### To be done
Rewrite the listing from the line containing "Objective — a point for each instance of the white" through its end, inclusive, keeping the objective and "Markers:" lines unchanged. Offset both the x and y values of every marker coordinate by adding 144.

==============================

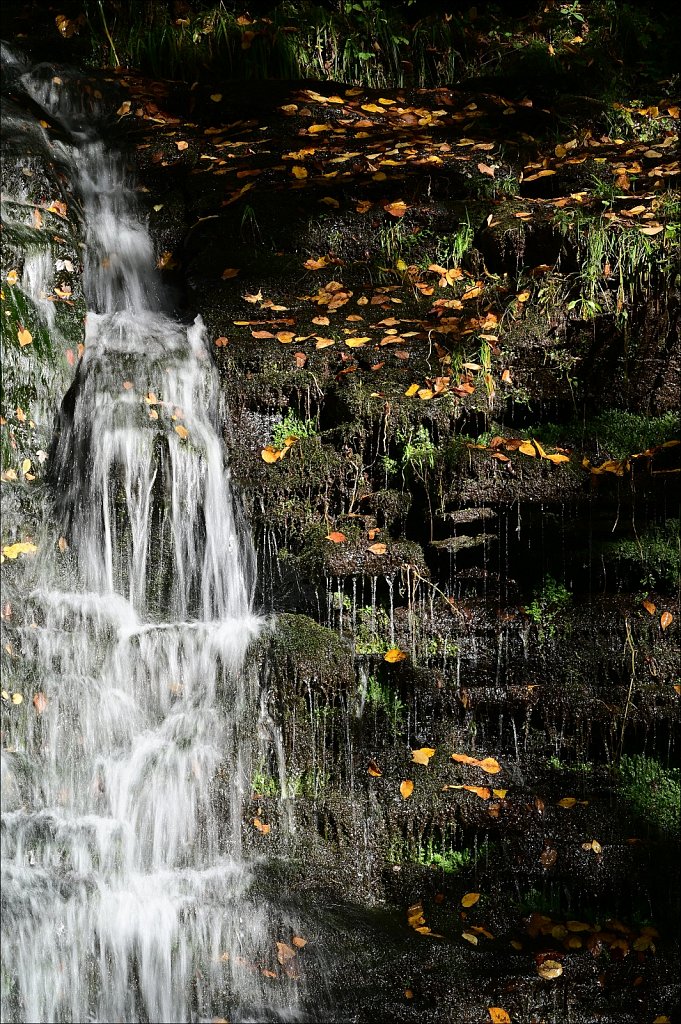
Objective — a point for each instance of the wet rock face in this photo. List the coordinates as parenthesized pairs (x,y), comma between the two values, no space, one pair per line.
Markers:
(484,489)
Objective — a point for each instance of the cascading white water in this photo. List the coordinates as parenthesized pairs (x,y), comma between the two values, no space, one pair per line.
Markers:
(125,896)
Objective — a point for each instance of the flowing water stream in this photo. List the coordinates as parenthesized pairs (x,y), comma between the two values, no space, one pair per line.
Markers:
(125,895)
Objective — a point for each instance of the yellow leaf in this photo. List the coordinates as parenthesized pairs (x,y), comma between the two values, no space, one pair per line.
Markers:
(549,970)
(470,899)
(423,755)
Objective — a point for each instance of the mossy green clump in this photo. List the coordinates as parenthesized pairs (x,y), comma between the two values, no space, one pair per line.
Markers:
(653,793)
(654,555)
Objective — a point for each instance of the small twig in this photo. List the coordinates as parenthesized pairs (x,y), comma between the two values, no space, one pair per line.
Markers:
(630,644)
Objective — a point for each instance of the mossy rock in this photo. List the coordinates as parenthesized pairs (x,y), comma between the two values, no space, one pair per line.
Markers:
(299,648)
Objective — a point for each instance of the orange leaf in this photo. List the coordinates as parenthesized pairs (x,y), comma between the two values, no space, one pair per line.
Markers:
(40,701)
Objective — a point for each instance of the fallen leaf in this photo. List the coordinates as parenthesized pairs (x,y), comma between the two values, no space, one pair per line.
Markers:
(423,755)
(39,701)
(285,952)
(470,899)
(549,970)
(491,765)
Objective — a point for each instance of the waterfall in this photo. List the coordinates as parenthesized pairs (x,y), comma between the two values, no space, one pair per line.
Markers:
(125,893)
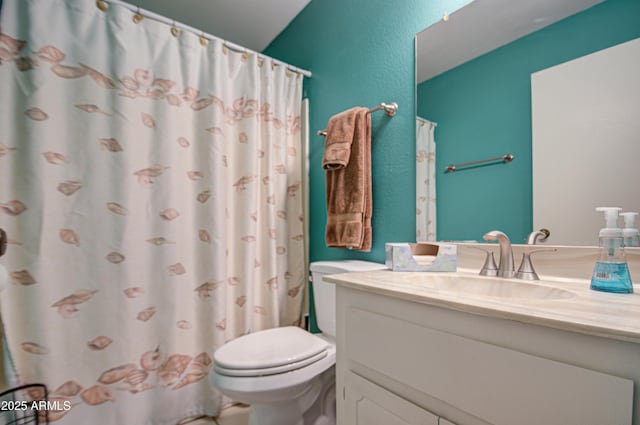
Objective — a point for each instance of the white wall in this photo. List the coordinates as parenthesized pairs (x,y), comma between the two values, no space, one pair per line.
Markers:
(586,142)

==============================

### Exercise output
Objective — a point for each instance of the white wall in this photo. List the coordinates as parenthesized pairs (x,y), comma between the two values, no space, one pair per line.
Markers:
(730,286)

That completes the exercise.